- INSTRUCTIONS
(a) In the commentary about New Pekin, how far is the town from Louisville?
(b) Please carry the commentary about New Pekin forward from its final sentence.

┌─ SOURCE DOCUMENT

'ONE STATION, MANY VOICES!
COMMENTARY
Give As Good As You Get
Transcript
Give As Good As You Get
I lived, for a year, in the town of New Pekin, Indiana. It's about forty miles north of Louisville, Kentucky. The population was about 11,334: 9,000 coon dogs and 1,334 people.
We had no access to the County Public Library. The cable tv company didn't reach New Pekin.
There was only a small, eight-page, local paper: more classified ads and high school sports scores, than anything else.
These were small minded, gossip-riddled people. They were dangerous; Pekin (unknown to me when I first move there) is an historically Ku Klux Klan town.
I would have lost my mind without the faded signal of the local NPR and PBS affiliates, wafting over farms and fields, from Louisville.
I stood in my garden, planting corn, and heard Nelson Mandela take the podium in South Africa. A solar eclipse rolled over my head and pinhole dots in leaf shadows betrayed a crescent bite the moon took out of the sun.
I leaned on my hoe, sweat and dirt on my brow, corn seeds bulging my pockets, and wept openly.
I was hearing the man who spent twenty-seven years on Robbin Island, just for wanting the opportunity for his people to participate fully in their nation, become its President.

└─
┌─ EXERCISE DATA

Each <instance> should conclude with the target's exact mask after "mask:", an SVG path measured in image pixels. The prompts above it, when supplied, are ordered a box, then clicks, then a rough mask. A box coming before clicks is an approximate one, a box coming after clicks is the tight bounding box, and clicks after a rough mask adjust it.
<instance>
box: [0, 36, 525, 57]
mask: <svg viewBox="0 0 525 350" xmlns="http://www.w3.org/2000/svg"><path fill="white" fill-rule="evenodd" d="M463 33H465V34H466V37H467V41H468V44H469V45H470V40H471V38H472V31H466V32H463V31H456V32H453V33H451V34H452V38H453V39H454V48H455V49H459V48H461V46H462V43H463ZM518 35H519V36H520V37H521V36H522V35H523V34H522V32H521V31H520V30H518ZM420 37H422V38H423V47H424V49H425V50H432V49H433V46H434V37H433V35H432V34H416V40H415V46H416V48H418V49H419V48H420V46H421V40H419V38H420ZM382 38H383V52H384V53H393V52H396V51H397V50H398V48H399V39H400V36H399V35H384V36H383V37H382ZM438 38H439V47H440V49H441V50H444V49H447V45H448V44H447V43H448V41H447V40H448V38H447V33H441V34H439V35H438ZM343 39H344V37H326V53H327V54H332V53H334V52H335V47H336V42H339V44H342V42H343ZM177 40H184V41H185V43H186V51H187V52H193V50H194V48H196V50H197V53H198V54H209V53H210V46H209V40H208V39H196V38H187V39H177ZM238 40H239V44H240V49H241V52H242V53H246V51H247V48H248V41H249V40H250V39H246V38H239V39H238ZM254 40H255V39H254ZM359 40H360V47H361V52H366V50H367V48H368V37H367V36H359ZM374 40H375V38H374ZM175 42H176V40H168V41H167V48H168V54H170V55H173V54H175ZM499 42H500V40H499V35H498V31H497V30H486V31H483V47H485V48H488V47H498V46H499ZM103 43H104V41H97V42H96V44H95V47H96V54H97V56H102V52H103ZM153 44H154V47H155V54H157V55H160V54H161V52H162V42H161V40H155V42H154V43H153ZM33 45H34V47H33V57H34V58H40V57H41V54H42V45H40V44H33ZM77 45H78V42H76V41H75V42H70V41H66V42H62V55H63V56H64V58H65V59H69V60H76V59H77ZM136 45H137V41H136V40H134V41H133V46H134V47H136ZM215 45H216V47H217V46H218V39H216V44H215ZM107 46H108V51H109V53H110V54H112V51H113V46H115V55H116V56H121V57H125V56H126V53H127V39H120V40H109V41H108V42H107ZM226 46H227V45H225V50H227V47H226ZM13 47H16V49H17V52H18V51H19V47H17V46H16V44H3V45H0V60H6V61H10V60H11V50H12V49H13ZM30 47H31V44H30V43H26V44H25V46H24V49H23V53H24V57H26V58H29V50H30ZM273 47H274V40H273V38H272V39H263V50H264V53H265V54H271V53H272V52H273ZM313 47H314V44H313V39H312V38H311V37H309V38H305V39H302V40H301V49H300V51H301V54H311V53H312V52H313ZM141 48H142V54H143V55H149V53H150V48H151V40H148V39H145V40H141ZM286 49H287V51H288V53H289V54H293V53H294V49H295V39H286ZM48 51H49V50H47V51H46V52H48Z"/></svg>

└─

- ANSWERS BY ITEM NUMBER
(a) About forty miles north of Louisville, Kentucky.

(b)
It was a miracle, wafting through the muggy air of a miserable town, into my ears and straight through my heart.
I passed a blossoming apple tree the other day. It was half dead, so I dismissed it.
I went back to that tree recently and apologized for not seeing the urgent life flushing forth in its blossoms.
These dangerous times are scaring me. I feel desperate, overwhelmed, and insignificant. I'm seeing what's dead, and not acknowledging what's alive.
I struggle not to feel bitter and defeated. I work to convert my anger into action.
But I started thinking about what has improved, beyond my best fantasies, during my lifetime.
Yes, we're living in frightening times.
But many things have changed for the better.
They changed because people communicated good ideas from diverse communities.
I am not powerless. I am not helpless. I am not ignorant. I can change the world.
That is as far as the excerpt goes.